Platform economy, gig economy, sharing economy, etc., have become buzzwords in the contemporary world. Startup enterprises using web-based platforms have laid the foundation of sharing-based economy. On these digital platforms, everyone can work during the time of their preference and duration.
Companies like the Uber and Airbnb have reached colossal scales globally. Besides, in Bangladesh, home-grown digital platforms such as Pathao, Obhai, Sheba.xyz, etc., have also gained popularity. In the platform economy, ride-hailing service is a booming sector and has had revolutionary impacts on the global transportation system.
The market of ride-hailing platforms
The global ride-hailing market was valued $61 billion in 2018. Due to its increasing popularity the market value is expected to grow up to $218 billion in 2025 and $285 billion by 2030.
Popularity of the ride-hailing platforms can be gauged from the fact that on average 55 million people hailed a ride using the Uber app during every month of the second quarter of 2020. By the next three years, more than 100 million people are expected to use ride-hailing services in a monthly basis globally.
Reuters reported ride-hailing industry accounts for 23 percent of the transportation sector of Bangladesh. Over seven million rides are recorded every month in the ride-hailing platforms that operate in the country. Policy Research Institute predicted the value of this sector would reach $1 billion within the next five to seven years from its value of $260 million in 2018.

What this exercise asks.
A - Repeat verbatim the part of the passage on ride-hailing platforms that opens with the words containing "Reuters reported ride-hailing" and closes with "million in 2018.".
B - Name every company or digital platform that the passage on ride-hailing platforms mentions by name.
C - Write the next part of the passage on ride-hailing platforms, starting after its final sentence.

Information shown.
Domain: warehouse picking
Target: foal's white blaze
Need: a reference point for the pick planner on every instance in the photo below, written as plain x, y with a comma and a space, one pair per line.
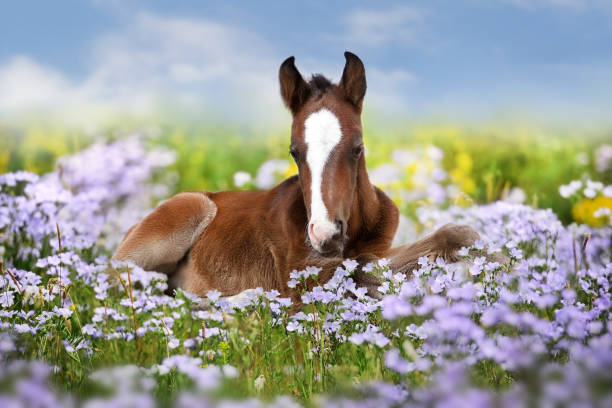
322, 133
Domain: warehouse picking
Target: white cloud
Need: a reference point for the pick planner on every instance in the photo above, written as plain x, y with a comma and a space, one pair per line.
376, 27
197, 64
576, 5
193, 66
26, 84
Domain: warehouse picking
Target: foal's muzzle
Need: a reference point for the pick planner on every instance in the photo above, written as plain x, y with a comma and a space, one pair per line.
327, 238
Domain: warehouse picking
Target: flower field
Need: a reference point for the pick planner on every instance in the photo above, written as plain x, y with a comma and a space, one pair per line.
523, 320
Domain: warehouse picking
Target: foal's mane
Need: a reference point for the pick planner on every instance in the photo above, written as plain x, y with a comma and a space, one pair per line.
319, 85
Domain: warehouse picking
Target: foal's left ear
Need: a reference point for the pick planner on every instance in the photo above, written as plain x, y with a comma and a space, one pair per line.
353, 82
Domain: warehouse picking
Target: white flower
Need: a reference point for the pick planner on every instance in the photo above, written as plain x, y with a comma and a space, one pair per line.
213, 295
241, 178
259, 382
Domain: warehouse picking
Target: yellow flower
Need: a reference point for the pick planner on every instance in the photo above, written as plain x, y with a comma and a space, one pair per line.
291, 170
584, 210
224, 347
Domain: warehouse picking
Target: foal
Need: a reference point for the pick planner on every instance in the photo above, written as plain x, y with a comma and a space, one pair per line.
235, 240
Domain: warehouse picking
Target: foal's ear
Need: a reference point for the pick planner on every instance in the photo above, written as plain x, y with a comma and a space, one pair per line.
353, 82
294, 90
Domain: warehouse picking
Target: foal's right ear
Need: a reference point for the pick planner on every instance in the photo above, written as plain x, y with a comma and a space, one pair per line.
294, 90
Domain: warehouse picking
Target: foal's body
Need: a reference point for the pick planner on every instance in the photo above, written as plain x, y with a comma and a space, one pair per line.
236, 240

Task-by-task results.
A -
Reuters reported ride-hailing industry accounts for 23 percent of the transportation sector of Bangladesh. Over seven million rides are recorded every month in the ride-hailing platforms that operate in the country. Policy Research Institute predicted the value of this sector would reach $1 billion within the next five to seven years from its value of $260 million in 2018.

B - Uber, Airbnb, Pathao, Obhai, Sheba.xyz

C -
Ride-hailing platforms in Bangladesh provide services with car, motorbikes, and CNG auto-rickshaws. With the ride-hailing platforms, commuters are at ease with finding transport, doorstep pick-up, and fare estimation. These platforms appear to provide a smart solution to the transportation problem of the country.
These digital platforms in a way empower the consumers, giving them opportunity to avail services that were not otherwise available. On the hindsight, ride-hailing platforms have created employment opportunities for thousands, for instance, over five million users and more than 200,000 drivers registered to use Pathao in 2019.
However, if we look at the working conditions that these platforms have warranted, it will appear as a pervasive form of capitalism.
The business model
The digital platforms serve as a medium of contract between consumers and those able and willing to work freelance. For instance, the ride-hailing platforms enable those having a car to share the ride with someone for a payment while travelling towards a destination. By sharing both are benefitted.
Platform companies enable continuous hiring of workers to perform tasks as "independent contractors" – as services are requested on their digital platforms. In a way the availability of the platforms has reduced the need for full-time employees. Workers are paid for completing every task rather than a fixed salary like employees on payrolls.
In theory, it works well for both parties, i.e., drivers and riders for instance. In lieu of coming to work every weekday and following orders, drivers enjoy flexibility and predictable pay, and riders can request rides without having to maintain a fulltime driver or a vehicle. As more workers, i.e., drivers and customers sign up– the platforms become an efficient medium of exchanges.
This business model allows companies to run without owning or leasing any vehicles. They do not even require employing any drivers. They connect customers with drivers through their platforms. In other words, they are the intermediaries in a two-sided market of workers and jobs.
One of the unique ingenuities of the platform economy is that the "employees", i.e., the drivers for instance hardly receive any on the job training and must invest on the tools and equipment, i.e., vehicles. Platform employers do not supply or protect any such investments.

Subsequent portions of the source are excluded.